Document passage:
════════════════════

Why tech firms are courting Fidelity’s vast trove of data

As tech companies across the world race to create AI services akin to ChatGPT, the underlying raw material required – data – is suddenly in demand like never before. Fidelity Investments is a case in point: tech start-ups and conglomerates alike are courting the wealth management firm to lay their hands on its vault of financial services data, information chief Mihir Shah said in an interview.

For companies seeking to build AI systems for the finance industry, Fidelity’s decades' worth of online transaction records, customer call transcripts and face-to-face client interaction reports would be a treasure trove. It holds about 8 petabytes of data – equivalent to trillions of pages of printed text.

The US investment company, which oversees more than $11 trillion and has tens of millions of customers, hasn’t engaged with any of the suitors, said Shah, who is leading an effort to harvest value from Fidelity’s data. The firm has considered building its own AI model, although it hasn’t decided whether to go that route. Any data it shared would be anonymised and scrubbed of personal information in keeping with the best security practices.

Services such as ChatGPT are based on large language models, or AI systems that analyse vast quantities of writing from across the internet and other sources to determine how to generate human-sounding text. The technology has spurred excitement across industries as companies seek ways to reduce costs and better serve their customers – with banks from JPMorgan Chase to Morgan Stanley among those leading the way.

ChatGPT creator OpenAI, backed by Microsoft, as well as Alphabet and Meta Platforms, are among the tech leaders in the field. They all mostly use the same public data for training their systems to understand and generate text or code in a human-like fashion.

But proprietary data, such as that owned by Fidelity, would enable an AI service to stand out from the competition, said Shah, who started at Fidelity 29 years ago and oversaw the building of its website – the first for a major financial services company. He’s now directing the creation of Fidelity’s companywide cloud-based warehouse for its data, part of an effort to put it to better use.

“The differentiation will be in combining first-party data with public data to have a vertical large language model for financial services,” Shah, who is based in Boston, said via video.

“We’ve already seen vertical LLMs coming up in scientific research and health care industries.”

════════════════════

Data section:
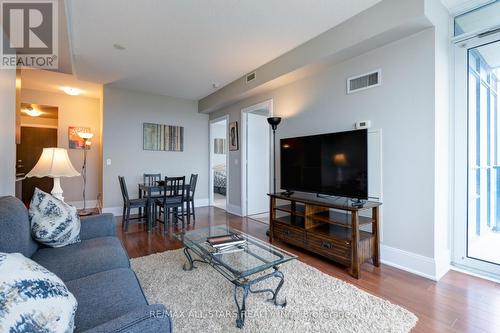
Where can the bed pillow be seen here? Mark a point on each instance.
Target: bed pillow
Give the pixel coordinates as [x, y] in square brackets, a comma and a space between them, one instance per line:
[33, 299]
[54, 223]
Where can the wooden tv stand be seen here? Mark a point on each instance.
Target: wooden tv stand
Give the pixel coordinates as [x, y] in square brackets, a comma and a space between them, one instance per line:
[309, 222]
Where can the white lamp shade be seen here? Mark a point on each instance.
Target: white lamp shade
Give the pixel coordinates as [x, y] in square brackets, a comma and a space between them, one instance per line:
[54, 163]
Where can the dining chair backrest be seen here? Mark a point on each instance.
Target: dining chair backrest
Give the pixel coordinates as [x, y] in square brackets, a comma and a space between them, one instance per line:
[192, 183]
[174, 186]
[123, 188]
[151, 178]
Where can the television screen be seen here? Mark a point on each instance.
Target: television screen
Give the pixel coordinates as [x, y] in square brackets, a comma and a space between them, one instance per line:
[334, 164]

════════════════════

Task list:
1. Answer these questions about the article on Fidelity's data, one answer per line:
(a) How much data does Fidelity hold?
(b) How many years ago did Shah start at Fidelity?
(c) In which city is Shah based?
2. Write out the article on Fidelity's data from "For companies seeking" to "of printed text.", replacing "treasure trove" with "gold mine".

Your written answers:
1.
(a) About 8 petabytes.
(b) 29 years ago.
(c) Boston.

2.
For companies seeking to build AI systems for the finance industry, Fidelity’s decades' worth of online transaction records, customer call transcripts and face-to-face client interaction reports would be a gold mine. It holds about 8 petabytes of data – equivalent to trillions of pages of printed text.